Health Econometrics Using Stata

Paperback, 264 pages, ISBN: 978-1-59718-228-7, published 31 August 2017

This book is the perfect guide to understanding the various econometric methods available for modelling of costs and counts data for the individual who understands econometrics best after applying it to a dataset (like myself). Pre-requisites include a decent knowledge of Stata and a desire to apply econometric methods to a cost or count outcome variable

It’s important to say that this book does not cover all aspects of econometrics within health economics, but instead focuses on ‘modelling health care costs and counts’ (the title of the short course from which the book evolved). As expected from this range of texts, the vast majority of the book comes with detailed example Stata code for all of the methods described, with illustrations either using a publicly available sample of MEPS data or simulated data.

Like many papers in this field, the focus of the book revolves around the non-normal characteristics of health care resource use distributions. These are the mass point at zero, right-hand skew and inherent heteroskedasticity. As such the book covers the broad suite of models that have been developed in order to account for these features, ranging from two-part models, transformation of the data (and the problematic re-transformation of estimated effects) to non-linear modelling methods such as generalised linear models (GLMs). Unlike many papers in this field, the authors emphasise the need – and provide guidance on how – to delve deep into the underlying data in order to appreciate the most appropriate methods (there is even a chapter on design effects) and encourage rigorous testing of model specification. In addition, Health Econometrics Using Stata considers the important issue of endogeneity and is not solely fixated on distributional issues, providing important insight and code for estimation of non-linear models that control for potential endogeneity (interested readers may wish to heed the published cautionary notes for some of these methods, e.g. Chapman and Brooks). Finally, the book describes more advanced methods for estimating heterogeneous effects, although code is not provided for all of these methods, which is a bit of a shame (but perhaps understandable given the complexity).

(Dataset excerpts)
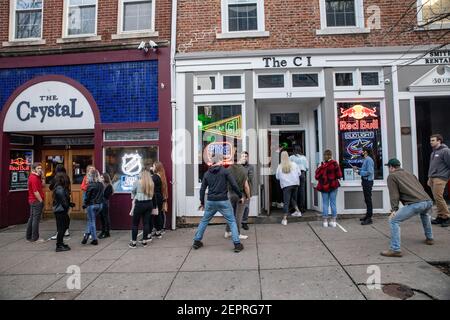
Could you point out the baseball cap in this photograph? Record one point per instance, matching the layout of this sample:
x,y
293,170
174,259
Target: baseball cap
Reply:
x,y
394,162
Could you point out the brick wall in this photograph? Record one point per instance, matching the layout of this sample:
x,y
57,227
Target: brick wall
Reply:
x,y
106,23
293,24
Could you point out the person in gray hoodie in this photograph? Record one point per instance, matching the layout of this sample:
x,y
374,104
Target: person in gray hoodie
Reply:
x,y
438,176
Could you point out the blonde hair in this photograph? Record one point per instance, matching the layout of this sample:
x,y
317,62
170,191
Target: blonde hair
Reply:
x,y
147,185
286,165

Task list:
(a) According to the book review, what is the title of the short course from which the book evolved?
(b) List the non-normal characteristics of health care resource use distributions that the book review names.
(c) Continue the book review from its last sentence.

Outputs for the tasks:
(a) Modelling health care costs and counts.

(b)
- The mass point at zero
- Right-hand skew
- Inherent heteroskedasticity

(c)
This could be a very dry text, but it is not – emphatically! The personality of the authors comes through very strongly from the writing. Reading it brought back many pleasant memories from the course ‘modelling health care costs and counts’ that I sat in 2012. The book also features a dedication to Willard Manning, which is a fitting tribute to a man who was both a great academic and an outstanding mentor. One particular highlight, with which past course attendants will be familiar, is the section ‘top 10 myths in health econometrics’. This straightforward and punchy presentation, backed up by rigorous methodological research, is a great way to get these key messages across in an accessible format. Other great features of this book include the use of simulations to illustrate important features of the econometric models (with code provided to recreate) and a personal highlight (granted, a niche interest…) was the code to generate appropriate standard errors when using the poisson family within GLMs for costs.

Of course, Health Econometrics Using Stata cannot be comprehensive and there are developments in this field that are not covered. Most notably, there is no discussion of how to model these data in a panel/longitudinal setting, which is crucially important for estimating parameters for decision models, for example. Potential issues around missing data and censoring are also not discussed. Also, this text does not cover advances in flexible parametric modelling, which enable modelling of data that are both highly skewed and leptokurtic (see Jones 2017 for an excellent summary of this literature along with a primer on data visualisation using Stata).

I heartily recommend Health Econometrics Using Stata to interested colleagues who want practical advice – on model selection and specification testing with cost and count outcome data – from some of the top specialists in our field, in their own words.